* Texte de la page:
______

Au bord du gouffre

A près le massacre de réfugiés congolais au Burundi, la région est sur le point de s’embraser. Kigali et Bujumbura menacent de riposter. À Kinshasa, le processus de réconciliation semble dans l’impasse.

Publié le 30 août 2004 Lecture : 7 minutes.

Coalition tutsie contre Hutu Power ? Dix ans après le génocide rwandais, les mêmes causes produisent les mêmes effets. De Bujumbura à Kinshasa en passant par Kigali et Gatumba, l’épuration ethnique fait de nouveau la une dans la région des Grands Lacs. Le 13 août, quelque 160 Tutsis congolais réfugiés en territoire burundais ont été massacrés par des extrémistes hutus, probablement venus de RD Congo. Leurs victimes, des réfugiés banyamulenges, avaient fui la ville de Bukavu à la suite des affrontements survenus à la fin du mois de mai entre soldats loyalistes et militaires dissidents, membres de l’ex-rébellion du Rassemblement congolais pour la démocratie (RCD). Réputé pour sa proximité avec le régime rwandais, l’état-major du RCD avait accepté de participer au gouvernement d’union nationale nommé le 30 juin 2003, adhérant ainsi au processus de transition politique qui doit conduire la RDC vers l’organisation d’élections générales d’ici au 30 juin 2005. Mais aujourd’hui, cette laborieuse collaboration est remise en question : le 23 août, Azarias Ruberwa, président du RCD et vice-président de la République, a décidé de suspendre sa participation aux institutions de transition, malgré l’opposition manifestée par certains de ses affidés.

______

* Données fournies:
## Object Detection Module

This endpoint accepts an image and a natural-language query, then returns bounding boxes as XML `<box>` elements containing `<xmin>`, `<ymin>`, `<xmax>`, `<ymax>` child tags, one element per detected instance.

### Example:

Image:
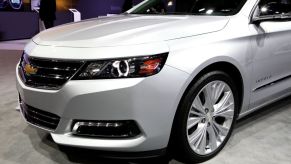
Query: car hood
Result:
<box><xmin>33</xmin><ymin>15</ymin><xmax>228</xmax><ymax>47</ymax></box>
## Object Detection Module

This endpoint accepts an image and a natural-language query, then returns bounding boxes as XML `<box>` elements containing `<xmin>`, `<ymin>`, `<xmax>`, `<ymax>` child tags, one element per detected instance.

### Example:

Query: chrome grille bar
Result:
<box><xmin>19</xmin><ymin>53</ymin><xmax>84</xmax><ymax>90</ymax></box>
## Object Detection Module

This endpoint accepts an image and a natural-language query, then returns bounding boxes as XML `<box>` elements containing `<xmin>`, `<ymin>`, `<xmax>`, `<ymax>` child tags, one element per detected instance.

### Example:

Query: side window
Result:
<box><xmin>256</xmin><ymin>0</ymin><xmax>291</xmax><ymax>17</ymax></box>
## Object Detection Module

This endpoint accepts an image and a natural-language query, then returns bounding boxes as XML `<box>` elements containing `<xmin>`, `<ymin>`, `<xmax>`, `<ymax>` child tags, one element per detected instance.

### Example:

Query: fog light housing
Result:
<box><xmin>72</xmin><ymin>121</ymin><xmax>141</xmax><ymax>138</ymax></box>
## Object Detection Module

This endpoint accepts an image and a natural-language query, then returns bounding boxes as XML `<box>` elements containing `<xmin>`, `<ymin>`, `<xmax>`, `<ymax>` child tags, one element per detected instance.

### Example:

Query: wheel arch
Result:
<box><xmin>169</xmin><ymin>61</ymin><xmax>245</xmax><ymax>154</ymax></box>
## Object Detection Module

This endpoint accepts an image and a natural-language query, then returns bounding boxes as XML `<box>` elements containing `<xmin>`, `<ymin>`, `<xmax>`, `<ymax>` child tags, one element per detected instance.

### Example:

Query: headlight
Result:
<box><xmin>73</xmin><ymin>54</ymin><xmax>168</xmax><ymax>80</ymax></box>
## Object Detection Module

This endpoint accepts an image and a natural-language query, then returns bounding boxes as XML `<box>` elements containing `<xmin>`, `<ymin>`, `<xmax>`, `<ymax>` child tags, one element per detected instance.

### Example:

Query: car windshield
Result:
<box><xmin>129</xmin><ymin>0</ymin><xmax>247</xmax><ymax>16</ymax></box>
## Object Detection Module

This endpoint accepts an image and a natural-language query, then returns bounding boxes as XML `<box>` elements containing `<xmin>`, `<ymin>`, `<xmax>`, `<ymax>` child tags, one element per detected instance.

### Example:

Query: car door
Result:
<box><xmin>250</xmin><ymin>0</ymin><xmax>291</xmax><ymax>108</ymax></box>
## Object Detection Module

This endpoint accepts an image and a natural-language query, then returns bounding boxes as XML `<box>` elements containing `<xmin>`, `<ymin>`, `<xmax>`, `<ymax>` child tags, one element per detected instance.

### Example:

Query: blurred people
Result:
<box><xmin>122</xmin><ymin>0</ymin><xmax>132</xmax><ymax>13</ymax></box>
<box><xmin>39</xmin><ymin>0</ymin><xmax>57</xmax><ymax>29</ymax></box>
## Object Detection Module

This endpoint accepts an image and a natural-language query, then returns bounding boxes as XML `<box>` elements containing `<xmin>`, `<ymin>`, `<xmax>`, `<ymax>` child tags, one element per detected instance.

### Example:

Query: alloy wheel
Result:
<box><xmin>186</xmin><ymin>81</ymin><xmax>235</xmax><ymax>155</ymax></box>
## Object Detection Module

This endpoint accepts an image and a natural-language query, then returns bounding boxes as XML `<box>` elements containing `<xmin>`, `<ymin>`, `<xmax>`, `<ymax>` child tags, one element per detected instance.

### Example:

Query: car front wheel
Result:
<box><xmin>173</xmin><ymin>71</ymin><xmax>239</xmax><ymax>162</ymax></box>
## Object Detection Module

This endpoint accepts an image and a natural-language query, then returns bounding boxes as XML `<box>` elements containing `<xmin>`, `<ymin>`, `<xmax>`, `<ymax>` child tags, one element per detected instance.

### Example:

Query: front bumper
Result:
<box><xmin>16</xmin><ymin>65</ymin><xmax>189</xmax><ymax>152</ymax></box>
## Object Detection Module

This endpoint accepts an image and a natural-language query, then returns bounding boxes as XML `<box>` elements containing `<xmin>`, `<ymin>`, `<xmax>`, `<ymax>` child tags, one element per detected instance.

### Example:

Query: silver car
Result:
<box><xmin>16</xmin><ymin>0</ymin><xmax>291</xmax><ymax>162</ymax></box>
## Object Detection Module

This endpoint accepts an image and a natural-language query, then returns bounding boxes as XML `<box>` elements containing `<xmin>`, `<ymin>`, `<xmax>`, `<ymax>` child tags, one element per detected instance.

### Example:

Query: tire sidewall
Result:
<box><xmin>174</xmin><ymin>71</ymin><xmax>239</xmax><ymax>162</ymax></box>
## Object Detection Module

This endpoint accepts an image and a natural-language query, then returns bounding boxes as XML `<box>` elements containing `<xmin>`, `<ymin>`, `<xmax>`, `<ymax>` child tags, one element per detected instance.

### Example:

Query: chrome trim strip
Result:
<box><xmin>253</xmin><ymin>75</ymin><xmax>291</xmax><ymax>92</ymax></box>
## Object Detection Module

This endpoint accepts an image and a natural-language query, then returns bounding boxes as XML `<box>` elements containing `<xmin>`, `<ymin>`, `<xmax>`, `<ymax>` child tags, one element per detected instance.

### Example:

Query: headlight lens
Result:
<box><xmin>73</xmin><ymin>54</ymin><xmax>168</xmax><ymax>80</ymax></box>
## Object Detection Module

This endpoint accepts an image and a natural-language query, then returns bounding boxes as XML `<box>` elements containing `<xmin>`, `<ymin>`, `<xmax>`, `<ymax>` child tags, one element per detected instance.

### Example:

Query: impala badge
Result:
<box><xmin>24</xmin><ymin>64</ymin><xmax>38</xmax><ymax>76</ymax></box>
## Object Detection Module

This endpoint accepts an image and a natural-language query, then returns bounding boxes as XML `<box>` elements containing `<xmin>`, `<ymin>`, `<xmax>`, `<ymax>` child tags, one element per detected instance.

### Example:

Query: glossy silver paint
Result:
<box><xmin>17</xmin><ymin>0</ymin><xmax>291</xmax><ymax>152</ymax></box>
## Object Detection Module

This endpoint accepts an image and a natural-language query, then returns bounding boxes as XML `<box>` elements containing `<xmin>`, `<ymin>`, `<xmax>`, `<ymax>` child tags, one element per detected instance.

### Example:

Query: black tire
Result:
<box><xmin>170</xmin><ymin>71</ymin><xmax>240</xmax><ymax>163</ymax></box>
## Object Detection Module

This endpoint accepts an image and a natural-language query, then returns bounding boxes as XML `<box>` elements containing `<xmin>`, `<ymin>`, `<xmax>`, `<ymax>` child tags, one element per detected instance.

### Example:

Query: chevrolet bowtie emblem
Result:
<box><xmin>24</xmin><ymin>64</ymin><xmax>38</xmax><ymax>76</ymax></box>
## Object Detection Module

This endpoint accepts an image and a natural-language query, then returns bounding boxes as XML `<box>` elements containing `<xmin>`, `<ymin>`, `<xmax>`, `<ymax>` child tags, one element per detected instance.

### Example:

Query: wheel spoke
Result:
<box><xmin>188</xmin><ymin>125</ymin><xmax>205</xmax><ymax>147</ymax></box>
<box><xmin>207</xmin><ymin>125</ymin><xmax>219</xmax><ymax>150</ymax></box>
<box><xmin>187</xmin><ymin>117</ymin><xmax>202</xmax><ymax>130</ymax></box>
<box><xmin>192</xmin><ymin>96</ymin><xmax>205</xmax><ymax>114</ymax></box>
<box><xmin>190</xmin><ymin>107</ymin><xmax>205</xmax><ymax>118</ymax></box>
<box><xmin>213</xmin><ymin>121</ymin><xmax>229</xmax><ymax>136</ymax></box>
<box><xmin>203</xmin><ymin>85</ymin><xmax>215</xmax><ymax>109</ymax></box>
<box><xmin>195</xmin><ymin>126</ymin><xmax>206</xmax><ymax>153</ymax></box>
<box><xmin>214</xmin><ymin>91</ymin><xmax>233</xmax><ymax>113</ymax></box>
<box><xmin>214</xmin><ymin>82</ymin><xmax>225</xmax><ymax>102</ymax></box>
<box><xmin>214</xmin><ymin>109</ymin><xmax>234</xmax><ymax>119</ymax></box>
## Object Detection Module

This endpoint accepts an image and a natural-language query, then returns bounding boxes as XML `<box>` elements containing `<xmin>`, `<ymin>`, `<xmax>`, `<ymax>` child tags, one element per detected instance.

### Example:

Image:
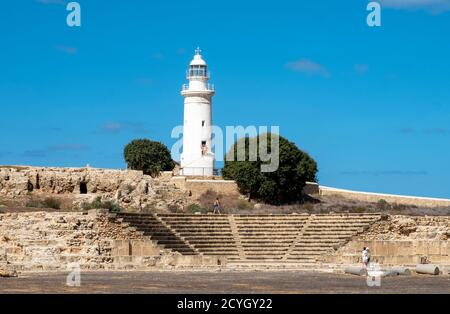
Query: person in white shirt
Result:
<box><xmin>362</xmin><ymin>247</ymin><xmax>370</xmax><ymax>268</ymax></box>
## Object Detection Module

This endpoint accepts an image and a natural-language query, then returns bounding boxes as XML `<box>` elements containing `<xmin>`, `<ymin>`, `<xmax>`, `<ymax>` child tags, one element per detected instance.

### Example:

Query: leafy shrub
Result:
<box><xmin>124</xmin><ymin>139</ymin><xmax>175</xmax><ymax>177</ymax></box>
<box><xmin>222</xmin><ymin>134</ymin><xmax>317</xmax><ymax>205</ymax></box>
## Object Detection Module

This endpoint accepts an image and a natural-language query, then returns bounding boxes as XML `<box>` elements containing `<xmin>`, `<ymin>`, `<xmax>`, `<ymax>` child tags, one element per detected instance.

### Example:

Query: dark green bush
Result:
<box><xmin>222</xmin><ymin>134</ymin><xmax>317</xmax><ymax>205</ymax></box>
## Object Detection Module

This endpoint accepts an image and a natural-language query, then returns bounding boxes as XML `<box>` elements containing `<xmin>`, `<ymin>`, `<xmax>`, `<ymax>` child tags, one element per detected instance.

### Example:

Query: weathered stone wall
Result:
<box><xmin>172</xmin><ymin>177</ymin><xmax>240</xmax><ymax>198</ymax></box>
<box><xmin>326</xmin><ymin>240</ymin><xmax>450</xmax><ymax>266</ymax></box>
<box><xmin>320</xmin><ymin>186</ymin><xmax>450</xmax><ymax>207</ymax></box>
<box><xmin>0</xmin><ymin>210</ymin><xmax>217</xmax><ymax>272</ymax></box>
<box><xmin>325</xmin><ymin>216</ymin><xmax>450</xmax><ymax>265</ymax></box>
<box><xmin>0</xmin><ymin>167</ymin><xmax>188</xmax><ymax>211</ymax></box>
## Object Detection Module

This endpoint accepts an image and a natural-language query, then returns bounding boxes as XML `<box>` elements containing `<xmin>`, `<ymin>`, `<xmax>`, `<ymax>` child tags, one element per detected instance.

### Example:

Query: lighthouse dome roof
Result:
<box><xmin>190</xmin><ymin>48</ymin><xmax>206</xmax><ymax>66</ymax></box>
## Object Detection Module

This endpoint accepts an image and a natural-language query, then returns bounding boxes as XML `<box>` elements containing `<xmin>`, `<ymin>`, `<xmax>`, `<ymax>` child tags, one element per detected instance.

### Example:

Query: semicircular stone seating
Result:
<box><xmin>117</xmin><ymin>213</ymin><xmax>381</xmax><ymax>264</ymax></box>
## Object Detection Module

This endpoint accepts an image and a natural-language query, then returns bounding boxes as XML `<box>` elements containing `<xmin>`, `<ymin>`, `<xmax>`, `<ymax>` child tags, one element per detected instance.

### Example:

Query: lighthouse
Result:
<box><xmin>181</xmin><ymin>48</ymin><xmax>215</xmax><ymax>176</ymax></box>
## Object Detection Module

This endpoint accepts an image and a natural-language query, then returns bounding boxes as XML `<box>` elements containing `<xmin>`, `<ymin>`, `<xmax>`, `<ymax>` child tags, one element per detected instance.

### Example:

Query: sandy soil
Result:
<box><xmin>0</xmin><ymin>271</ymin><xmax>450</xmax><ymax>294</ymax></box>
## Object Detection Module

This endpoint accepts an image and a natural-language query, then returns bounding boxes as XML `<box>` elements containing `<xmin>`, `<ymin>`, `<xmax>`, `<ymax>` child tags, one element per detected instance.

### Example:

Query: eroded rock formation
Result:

______

* Travail demandé:
**A.** Recopiez le passage de l'article qui commence par « Au bord du gouffre » et va jusqu'à « Lecture : 7 minutes. », en remplaçant « réconciliation » par « paix ».
**B.** Veuillez relever toutes les lignes de la liste qui contiennent la chaîne « stone », en respectant la casse.
L'article et la liste n'ont aucun lien entre eux.

* Réponses attendues:
**A.**
Au bord du gouffre

A près le massacre de réfugiés congolais au Burundi, la région est sur le point de s’embraser. Kigali et Bujumbura menacent de riposter. À Kinshasa, le processus de paix semble dans l’impasse.

Publié le 30 août 2004 Lecture : 7 minutes.

**B.**
Query: weathered stone wall
Query: semicircular stone seating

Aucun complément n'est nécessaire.